Concedere in licenza un marchio è una strategia efficace per ampliare la presenza del brand, entrare in nuovi mercati e generare entrate aggiuntive senza grandi investimenti operativi. Tuttavia, permettere a terzi di utilizzare il proprio marchio comporta rischi legali e reputazionali. Un uso scorretto da parte del licenziatario può compromettere la reputazione del brand, confondere i consumatori o persino mettere a rischio i diritti esclusivi del titolare. Per questo, conoscere i principi fondamentali della tutela del marchio durante la concessione in licenza è essenziale per preservare l’integrità del brand.
Stipulare un accordo di licenza chiaro e completo
La protezione del marchio inizia con un accordo di licenza ben strutturato. L’accordo deve definire con precisione:
Il marchio o i marchi oggetto della licenza (denominativi, loghi, slogan, elementi di design).

_Esercizio 1_: Elenchi le tipologie di elementi che, secondo il testo sulla licenza dei marchi, possono costituire il marchio oggetto della licenza.
_Esercizio 2_: Trascriva la parte del testo sulla licenza dei marchi che si apre con le parole contenenti "Stipulare un accordo" e si chiude con "elementi di design).".
Il materiale riportato di seguito non ha alcun rapporto con il testo sulla licenza dei marchi.

_Dati dell'esercizio_:

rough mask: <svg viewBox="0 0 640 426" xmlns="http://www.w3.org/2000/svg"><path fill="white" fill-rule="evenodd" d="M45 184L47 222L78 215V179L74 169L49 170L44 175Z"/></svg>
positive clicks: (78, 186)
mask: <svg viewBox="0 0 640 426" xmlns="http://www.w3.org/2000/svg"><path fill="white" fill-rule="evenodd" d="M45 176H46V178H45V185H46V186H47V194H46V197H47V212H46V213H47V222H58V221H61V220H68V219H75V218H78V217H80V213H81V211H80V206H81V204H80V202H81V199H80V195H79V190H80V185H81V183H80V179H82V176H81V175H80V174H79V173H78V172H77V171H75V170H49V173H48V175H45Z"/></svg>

_Risultato dell'esercizio 1_: Denominativi, loghi, slogan, elementi di design.

_Risultato dell'esercizio 2_:
Stipulare un accordo di licenza chiaro e completo
La protezione del marchio inizia con un accordo di licenza ben strutturato. L’accordo deve definire con precisione:
Il marchio o i marchi oggetto della licenza (denominativi, loghi, slogan, elementi di design).